AIM OF THE TASK -
Write out the complete material exactly as it stands.

### RECORDS SUPPLIED

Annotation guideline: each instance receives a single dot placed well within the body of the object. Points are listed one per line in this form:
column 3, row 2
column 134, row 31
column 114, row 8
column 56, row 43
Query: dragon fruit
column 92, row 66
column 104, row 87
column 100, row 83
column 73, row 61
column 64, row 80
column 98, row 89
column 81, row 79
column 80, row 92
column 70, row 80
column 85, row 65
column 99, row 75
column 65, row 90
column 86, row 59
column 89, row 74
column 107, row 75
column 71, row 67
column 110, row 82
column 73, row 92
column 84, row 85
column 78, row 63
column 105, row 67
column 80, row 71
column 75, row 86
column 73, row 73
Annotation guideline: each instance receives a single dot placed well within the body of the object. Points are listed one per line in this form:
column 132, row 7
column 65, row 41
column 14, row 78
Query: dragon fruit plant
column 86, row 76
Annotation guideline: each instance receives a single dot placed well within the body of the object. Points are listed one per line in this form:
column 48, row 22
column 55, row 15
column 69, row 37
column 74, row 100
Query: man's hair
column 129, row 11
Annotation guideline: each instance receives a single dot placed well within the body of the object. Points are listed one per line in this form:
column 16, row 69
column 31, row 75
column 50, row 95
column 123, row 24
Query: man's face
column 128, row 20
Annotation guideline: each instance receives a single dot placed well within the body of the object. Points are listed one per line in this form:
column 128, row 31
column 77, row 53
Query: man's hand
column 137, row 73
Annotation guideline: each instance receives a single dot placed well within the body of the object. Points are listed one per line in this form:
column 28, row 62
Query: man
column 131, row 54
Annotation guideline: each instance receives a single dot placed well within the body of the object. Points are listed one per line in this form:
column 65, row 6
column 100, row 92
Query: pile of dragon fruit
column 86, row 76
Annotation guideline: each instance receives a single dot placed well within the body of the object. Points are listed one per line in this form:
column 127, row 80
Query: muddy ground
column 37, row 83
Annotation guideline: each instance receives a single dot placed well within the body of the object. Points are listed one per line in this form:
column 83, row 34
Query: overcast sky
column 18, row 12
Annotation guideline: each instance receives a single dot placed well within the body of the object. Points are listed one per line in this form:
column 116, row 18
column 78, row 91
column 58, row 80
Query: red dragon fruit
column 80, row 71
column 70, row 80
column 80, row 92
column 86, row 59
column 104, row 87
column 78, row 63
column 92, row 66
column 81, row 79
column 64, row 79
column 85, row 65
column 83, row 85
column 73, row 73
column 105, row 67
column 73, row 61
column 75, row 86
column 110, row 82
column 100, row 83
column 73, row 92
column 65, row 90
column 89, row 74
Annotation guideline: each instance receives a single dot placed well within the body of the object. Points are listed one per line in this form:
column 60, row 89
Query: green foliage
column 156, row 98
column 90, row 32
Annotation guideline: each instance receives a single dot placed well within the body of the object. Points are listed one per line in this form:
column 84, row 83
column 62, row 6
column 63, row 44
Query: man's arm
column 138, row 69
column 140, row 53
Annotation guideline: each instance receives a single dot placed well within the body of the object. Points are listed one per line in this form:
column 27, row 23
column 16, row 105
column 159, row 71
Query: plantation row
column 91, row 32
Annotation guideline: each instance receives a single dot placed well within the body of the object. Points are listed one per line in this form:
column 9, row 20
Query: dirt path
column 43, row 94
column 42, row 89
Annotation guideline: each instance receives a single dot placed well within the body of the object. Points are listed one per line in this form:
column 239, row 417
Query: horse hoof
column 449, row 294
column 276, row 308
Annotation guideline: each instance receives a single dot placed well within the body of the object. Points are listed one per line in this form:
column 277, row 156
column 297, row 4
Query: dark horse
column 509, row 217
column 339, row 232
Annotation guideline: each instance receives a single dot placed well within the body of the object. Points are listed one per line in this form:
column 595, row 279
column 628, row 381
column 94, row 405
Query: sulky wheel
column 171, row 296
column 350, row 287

######

EXERCISE ANSWER -
Annotation guideline: each instance receives a single dot placed well within the body of the object. Points are listed one per line in this form:
column 3, row 2
column 134, row 31
column 114, row 8
column 56, row 43
Query: dragon fruit
column 92, row 66
column 104, row 87
column 100, row 83
column 73, row 61
column 64, row 80
column 98, row 89
column 81, row 79
column 80, row 92
column 70, row 80
column 85, row 65
column 99, row 75
column 65, row 90
column 86, row 59
column 89, row 74
column 107, row 75
column 71, row 67
column 110, row 82
column 73, row 92
column 84, row 85
column 78, row 63
column 105, row 67
column 80, row 71
column 75, row 86
column 73, row 73
Annotation guideline: each instance receives a single dot placed well within the body of the object. Points are listed one per line in this form:
column 132, row 7
column 65, row 41
column 14, row 78
Query: dragon fruit plant
column 86, row 76
Annotation guideline: each instance receives a single dot placed well within the body of the object. Points are listed one per line in this form:
column 48, row 22
column 55, row 15
column 69, row 37
column 74, row 100
Query: man's hair
column 129, row 11
Annotation guideline: each instance receives a single dot placed well within the body of the object. Points are listed one per line in this form:
column 16, row 69
column 31, row 75
column 50, row 95
column 123, row 24
Query: man's face
column 128, row 20
Annotation guideline: each instance receives a single dot placed well within the body of the object. Points are listed one per line in this form:
column 128, row 31
column 77, row 53
Query: man's hand
column 137, row 73
Annotation guideline: each instance receives a single dot placed well within the body of the object. Points are listed one per line in this form:
column 28, row 62
Query: man
column 131, row 54
Annotation guideline: each instance receives a single dot placed well within the body of the object. Points are listed one per line in this form:
column 65, row 6
column 100, row 92
Query: pile of dragon fruit
column 86, row 76
Annotation guideline: each instance receives a single dot placed well within the body of the object. Points are listed one per line in this form:
column 127, row 80
Query: muddy ground
column 37, row 83
Annotation guideline: each instance receives a single dot placed well within the body of the object. Points are listed one per line in this form:
column 83, row 34
Query: overcast sky
column 18, row 12
Annotation guideline: each instance receives a single dot placed well within the body of the object. Points are listed one per line in this form:
column 116, row 18
column 78, row 91
column 58, row 80
Query: red dragon fruit
column 80, row 71
column 70, row 80
column 80, row 92
column 86, row 59
column 104, row 87
column 78, row 63
column 92, row 66
column 81, row 79
column 64, row 79
column 85, row 65
column 83, row 85
column 73, row 73
column 105, row 67
column 73, row 61
column 75, row 86
column 110, row 82
column 100, row 83
column 73, row 92
column 65, row 90
column 89, row 74
Annotation guideline: each instance receives a single dot placed well within the body of the object. Points are listed one per line in this form:
column 60, row 89
Query: green foliage
column 156, row 98
column 90, row 32
Annotation guideline: each instance receives a single dot placed well within the body of the object. Points are listed one per line in this form:
column 84, row 83
column 62, row 6
column 63, row 44
Query: man's arm
column 138, row 69
column 140, row 53
Annotation guideline: each instance receives a single dot placed well within the body of the object. Points are listed one per line in this form:
column 27, row 23
column 16, row 105
column 159, row 71
Query: plantation row
column 91, row 32
Annotation guideline: each instance receives a single dot placed well within the body of the object. Points are listed one per line in this form:
column 9, row 20
Query: dirt path
column 43, row 94
column 42, row 89
Annotation guideline: each instance receives a single dot placed well within the body of the object. Points are listed one per line in this form:
column 239, row 417
Query: horse hoof
column 449, row 294
column 276, row 308
Annotation guideline: each instance receives a single dot placed well within the body of the object. Points are listed one per line in this form:
column 277, row 156
column 297, row 4
Query: dark horse
column 509, row 217
column 339, row 232
Annotation guideline: each instance receives a single dot placed well within the body of the object. Points are listed one per line in this form:
column 595, row 279
column 628, row 381
column 94, row 405
Query: sulky wheel
column 171, row 296
column 350, row 287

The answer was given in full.